WORK TO DO:
Which lines in the records contain the word "white"? Report each of those lines by copying it in full, counting only matches with the same case.

RECORDS FOR THIS TASK:

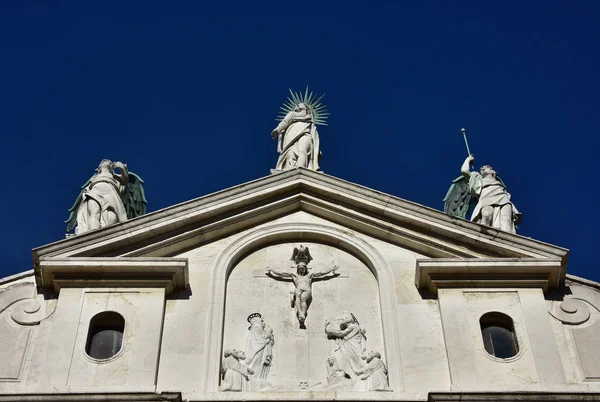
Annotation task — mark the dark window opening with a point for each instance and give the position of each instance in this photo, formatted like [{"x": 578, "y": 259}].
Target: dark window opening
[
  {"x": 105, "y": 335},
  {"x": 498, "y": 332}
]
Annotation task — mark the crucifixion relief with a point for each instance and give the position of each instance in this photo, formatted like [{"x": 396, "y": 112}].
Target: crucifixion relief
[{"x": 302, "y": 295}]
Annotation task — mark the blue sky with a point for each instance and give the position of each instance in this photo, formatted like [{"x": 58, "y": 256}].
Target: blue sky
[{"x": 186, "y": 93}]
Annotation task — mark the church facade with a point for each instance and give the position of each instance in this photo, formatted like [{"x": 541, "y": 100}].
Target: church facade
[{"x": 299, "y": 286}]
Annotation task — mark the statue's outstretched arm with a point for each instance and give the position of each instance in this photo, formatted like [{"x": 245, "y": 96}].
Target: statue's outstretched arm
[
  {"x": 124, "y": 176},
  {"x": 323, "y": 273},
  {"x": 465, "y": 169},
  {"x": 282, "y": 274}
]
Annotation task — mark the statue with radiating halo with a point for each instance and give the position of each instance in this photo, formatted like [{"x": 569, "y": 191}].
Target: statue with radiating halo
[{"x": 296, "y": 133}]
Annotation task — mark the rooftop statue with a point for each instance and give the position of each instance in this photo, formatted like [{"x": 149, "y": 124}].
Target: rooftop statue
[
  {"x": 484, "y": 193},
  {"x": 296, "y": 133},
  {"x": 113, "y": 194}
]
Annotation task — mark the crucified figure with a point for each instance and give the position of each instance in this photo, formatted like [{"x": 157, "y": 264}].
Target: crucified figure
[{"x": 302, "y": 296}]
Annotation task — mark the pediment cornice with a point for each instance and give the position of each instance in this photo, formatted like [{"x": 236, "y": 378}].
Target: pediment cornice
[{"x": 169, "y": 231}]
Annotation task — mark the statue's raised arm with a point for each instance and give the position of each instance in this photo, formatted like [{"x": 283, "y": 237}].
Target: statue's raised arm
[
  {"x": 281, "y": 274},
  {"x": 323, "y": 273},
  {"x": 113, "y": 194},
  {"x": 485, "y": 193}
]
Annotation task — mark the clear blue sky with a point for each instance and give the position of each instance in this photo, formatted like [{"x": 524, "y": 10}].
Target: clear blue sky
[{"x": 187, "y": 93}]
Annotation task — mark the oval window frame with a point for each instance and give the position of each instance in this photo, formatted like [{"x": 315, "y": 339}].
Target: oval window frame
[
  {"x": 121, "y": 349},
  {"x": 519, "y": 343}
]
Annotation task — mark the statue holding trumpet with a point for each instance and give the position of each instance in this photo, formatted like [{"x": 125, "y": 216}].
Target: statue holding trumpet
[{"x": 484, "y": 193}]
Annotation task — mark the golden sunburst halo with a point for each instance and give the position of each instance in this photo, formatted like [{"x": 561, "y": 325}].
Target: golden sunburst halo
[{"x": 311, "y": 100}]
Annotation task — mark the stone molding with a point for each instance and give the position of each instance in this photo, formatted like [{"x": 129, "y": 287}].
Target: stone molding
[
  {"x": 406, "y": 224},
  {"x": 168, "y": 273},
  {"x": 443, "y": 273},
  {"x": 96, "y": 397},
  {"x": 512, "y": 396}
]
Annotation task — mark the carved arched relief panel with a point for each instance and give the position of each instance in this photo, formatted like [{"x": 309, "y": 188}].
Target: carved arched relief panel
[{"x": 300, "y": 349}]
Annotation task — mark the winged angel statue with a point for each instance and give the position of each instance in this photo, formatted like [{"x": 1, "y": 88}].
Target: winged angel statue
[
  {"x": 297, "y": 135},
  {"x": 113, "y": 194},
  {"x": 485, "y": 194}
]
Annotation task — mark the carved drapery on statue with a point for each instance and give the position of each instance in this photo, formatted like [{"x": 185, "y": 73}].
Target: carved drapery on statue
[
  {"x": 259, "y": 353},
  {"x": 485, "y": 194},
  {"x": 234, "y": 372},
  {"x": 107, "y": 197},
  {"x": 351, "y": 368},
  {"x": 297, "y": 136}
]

--

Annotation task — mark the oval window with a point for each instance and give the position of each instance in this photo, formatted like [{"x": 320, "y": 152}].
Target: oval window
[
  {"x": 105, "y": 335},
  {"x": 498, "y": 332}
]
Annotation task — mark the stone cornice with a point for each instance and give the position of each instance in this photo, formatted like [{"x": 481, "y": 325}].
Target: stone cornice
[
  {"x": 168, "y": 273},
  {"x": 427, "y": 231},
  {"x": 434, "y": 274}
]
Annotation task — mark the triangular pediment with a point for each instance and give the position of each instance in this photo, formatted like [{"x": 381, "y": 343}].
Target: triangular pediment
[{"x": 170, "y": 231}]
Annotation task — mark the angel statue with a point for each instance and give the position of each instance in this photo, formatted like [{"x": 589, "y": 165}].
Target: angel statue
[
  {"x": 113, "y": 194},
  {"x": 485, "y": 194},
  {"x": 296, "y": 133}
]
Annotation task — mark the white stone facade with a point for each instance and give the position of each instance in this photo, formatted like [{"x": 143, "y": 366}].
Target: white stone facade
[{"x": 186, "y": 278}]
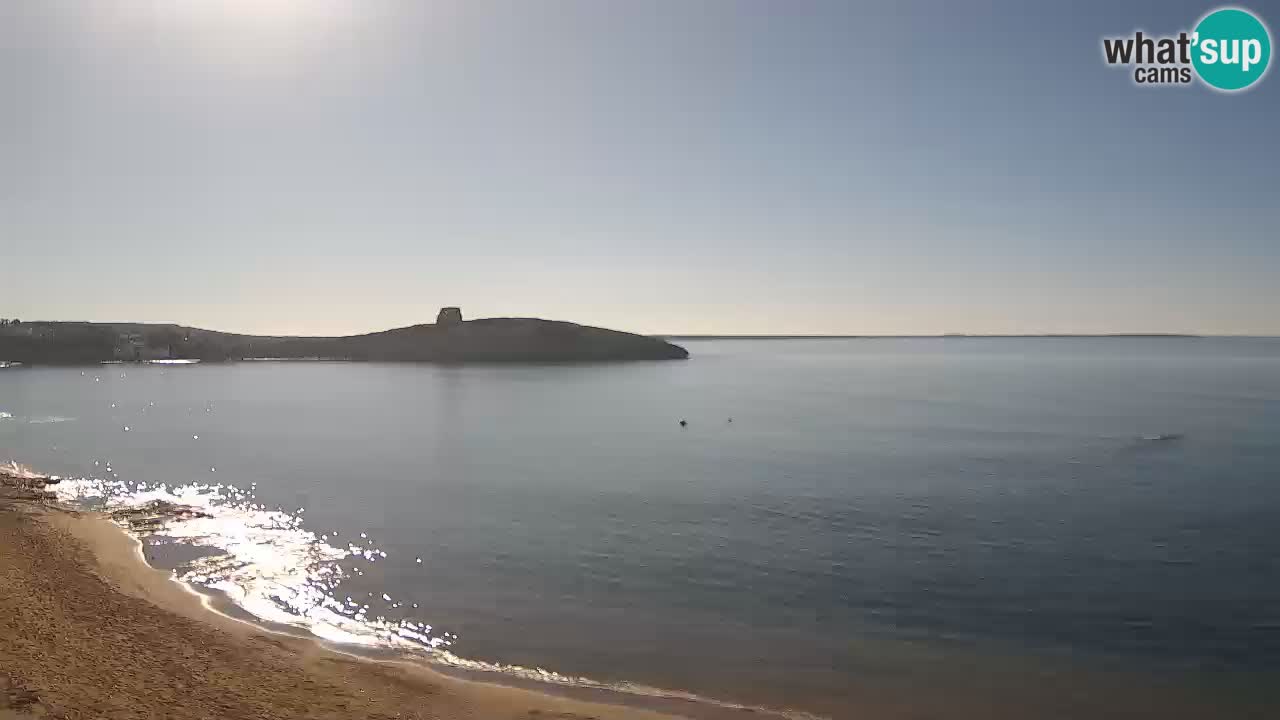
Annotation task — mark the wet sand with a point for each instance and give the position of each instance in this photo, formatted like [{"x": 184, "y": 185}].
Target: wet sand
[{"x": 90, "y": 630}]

CORRECT RESPONSE:
Annotation task — mark the white stone facade with a point for each instance and give the position of each instance in this photo, formatted like [{"x": 143, "y": 366}].
Target: white stone facade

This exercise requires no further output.